[Coordinate annotation entries]
--------------------------------------------------

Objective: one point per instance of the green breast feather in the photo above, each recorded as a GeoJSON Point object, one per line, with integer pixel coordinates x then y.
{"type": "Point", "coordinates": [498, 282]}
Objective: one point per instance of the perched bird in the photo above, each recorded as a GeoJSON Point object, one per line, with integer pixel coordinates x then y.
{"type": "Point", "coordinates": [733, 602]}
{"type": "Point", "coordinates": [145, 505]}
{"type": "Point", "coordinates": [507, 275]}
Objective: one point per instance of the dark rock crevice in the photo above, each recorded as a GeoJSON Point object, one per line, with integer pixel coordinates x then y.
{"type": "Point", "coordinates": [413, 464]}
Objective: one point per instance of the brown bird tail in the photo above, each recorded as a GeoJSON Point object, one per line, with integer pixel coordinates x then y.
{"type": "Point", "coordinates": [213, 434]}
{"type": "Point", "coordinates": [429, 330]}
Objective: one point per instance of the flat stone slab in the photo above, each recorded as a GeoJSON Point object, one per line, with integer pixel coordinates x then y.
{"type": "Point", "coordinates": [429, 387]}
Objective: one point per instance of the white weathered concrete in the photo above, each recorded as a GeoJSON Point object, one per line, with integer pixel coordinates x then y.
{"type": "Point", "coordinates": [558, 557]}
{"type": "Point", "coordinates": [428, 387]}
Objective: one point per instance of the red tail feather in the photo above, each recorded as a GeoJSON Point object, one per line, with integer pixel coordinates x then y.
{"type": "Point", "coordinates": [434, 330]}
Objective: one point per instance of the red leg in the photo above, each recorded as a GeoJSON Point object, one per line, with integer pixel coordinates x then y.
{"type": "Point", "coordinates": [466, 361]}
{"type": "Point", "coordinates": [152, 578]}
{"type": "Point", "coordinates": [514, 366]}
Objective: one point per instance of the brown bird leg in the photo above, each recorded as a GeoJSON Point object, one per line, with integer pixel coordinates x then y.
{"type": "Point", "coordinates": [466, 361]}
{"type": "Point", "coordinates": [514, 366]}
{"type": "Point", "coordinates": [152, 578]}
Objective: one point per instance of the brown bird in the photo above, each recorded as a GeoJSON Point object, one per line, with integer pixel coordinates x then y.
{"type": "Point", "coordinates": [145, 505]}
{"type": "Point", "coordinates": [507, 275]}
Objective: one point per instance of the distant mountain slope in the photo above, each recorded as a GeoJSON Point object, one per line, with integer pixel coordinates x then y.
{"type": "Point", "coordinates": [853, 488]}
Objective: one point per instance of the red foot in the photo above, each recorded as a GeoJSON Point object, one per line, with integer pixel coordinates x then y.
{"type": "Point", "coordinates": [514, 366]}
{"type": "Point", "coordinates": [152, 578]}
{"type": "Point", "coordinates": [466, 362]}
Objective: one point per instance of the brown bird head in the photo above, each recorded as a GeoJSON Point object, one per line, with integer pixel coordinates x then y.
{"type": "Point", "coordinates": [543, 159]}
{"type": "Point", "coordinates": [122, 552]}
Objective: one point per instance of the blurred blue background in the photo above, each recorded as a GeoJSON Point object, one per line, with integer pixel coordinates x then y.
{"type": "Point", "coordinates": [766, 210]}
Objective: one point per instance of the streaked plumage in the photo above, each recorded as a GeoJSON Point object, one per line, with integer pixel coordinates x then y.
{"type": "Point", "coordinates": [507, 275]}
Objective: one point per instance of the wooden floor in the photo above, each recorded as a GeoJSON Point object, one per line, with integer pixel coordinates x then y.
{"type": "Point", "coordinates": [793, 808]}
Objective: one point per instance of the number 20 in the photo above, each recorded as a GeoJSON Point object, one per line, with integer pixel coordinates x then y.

--------------------------------------------------

**EXERCISE:** Return all of the entries above word for word, with every line kept unchanged.

**COMPLETED TASK:**
Objective: one point per instance of the green breast feather in the photo above, each recorded as a GeoJSON Point object, one per line, with integer pixel coordinates x then y.
{"type": "Point", "coordinates": [498, 282]}
Objective: one point per instance of the perched bird in the photo above, each recorded as a GeoJSON Point object, one per line, with integer pixel coordinates x then y.
{"type": "Point", "coordinates": [733, 602]}
{"type": "Point", "coordinates": [145, 505]}
{"type": "Point", "coordinates": [507, 275]}
Objective: one point per instance of the dark rock crevice in the photo above, each recorded as a GeoJSON Point object, one per line, with integer pixel coordinates x then y.
{"type": "Point", "coordinates": [413, 464]}
Objective: one point per instance of the brown bird tail in the photo above, each recorded as a GeoJSON Point object, one per line, with integer pixel coordinates x then y.
{"type": "Point", "coordinates": [213, 434]}
{"type": "Point", "coordinates": [429, 330]}
Objective: one point per instance of the flat stone slab in the photo above, each recorded as a GeoJSON Point object, one per line, with integer pixel coordinates x then y.
{"type": "Point", "coordinates": [429, 387]}
Objective: one point per instance of the white weathered concrete in the photo above, each recorded as a GeoJSON Point object, one per line, with integer pixel coordinates x then y.
{"type": "Point", "coordinates": [558, 557]}
{"type": "Point", "coordinates": [428, 387]}
Objective: one point per instance of the red tail feather in the photo above, each recorded as a GeoJSON Point object, one per line, with integer pixel coordinates x then y.
{"type": "Point", "coordinates": [434, 330]}
Objective: one point per instance of the red leg in the photo above, each recorded as a GeoJSON Point object, one per line, with integer pixel coordinates x then y.
{"type": "Point", "coordinates": [466, 361]}
{"type": "Point", "coordinates": [152, 578]}
{"type": "Point", "coordinates": [514, 366]}
Objective: one point per instance of the brown bird leg in the photo above, each recorded as a GeoJSON Point object, one per line, with integer pixel coordinates x then y.
{"type": "Point", "coordinates": [466, 361]}
{"type": "Point", "coordinates": [514, 366]}
{"type": "Point", "coordinates": [152, 578]}
Objective: one point per instance of the brown bird in the photo above, each recorded as a GeoJSON Point object, one per line, with integer pixel coordinates x then y.
{"type": "Point", "coordinates": [145, 505]}
{"type": "Point", "coordinates": [507, 275]}
Objective: one point per instance of the distant mountain slope in the photo above, each recorded as a GeoJSON Point object, one per line, with integer pixel coordinates x then y.
{"type": "Point", "coordinates": [853, 488]}
Objective: one point per instance of the red foot in the photo above, each recorded as a GeoJSON Point object, one per line, with integer pixel coordinates x then y.
{"type": "Point", "coordinates": [514, 366]}
{"type": "Point", "coordinates": [152, 578]}
{"type": "Point", "coordinates": [466, 362]}
Objective: one point per instance of the brown bird head in the photo above, each recorded as a GeoJSON Point object, one per line, with integer pixel coordinates x then y.
{"type": "Point", "coordinates": [543, 159]}
{"type": "Point", "coordinates": [122, 552]}
Objective: one point per instance of the blurred blue background in the photo above, each recorded as a GeoJSON Point object, one per line, with integer pixel coordinates x then y.
{"type": "Point", "coordinates": [766, 210]}
Objective: one point per instance of the streaked plumage in the photo above, each recorded as a GeoJSON Point object, one per line, with integer pixel coordinates x then y.
{"type": "Point", "coordinates": [507, 275]}
Objective: one point per instance of the wooden floor in the photo above, each recorded as a GeoJSON Point object, one per line, with integer pixel coordinates x then y.
{"type": "Point", "coordinates": [793, 808]}
Objective: one point per instance of the number 20 in the photo above, each recorded as a GeoJSON Point object, one per line, with integer pixel coordinates x then y.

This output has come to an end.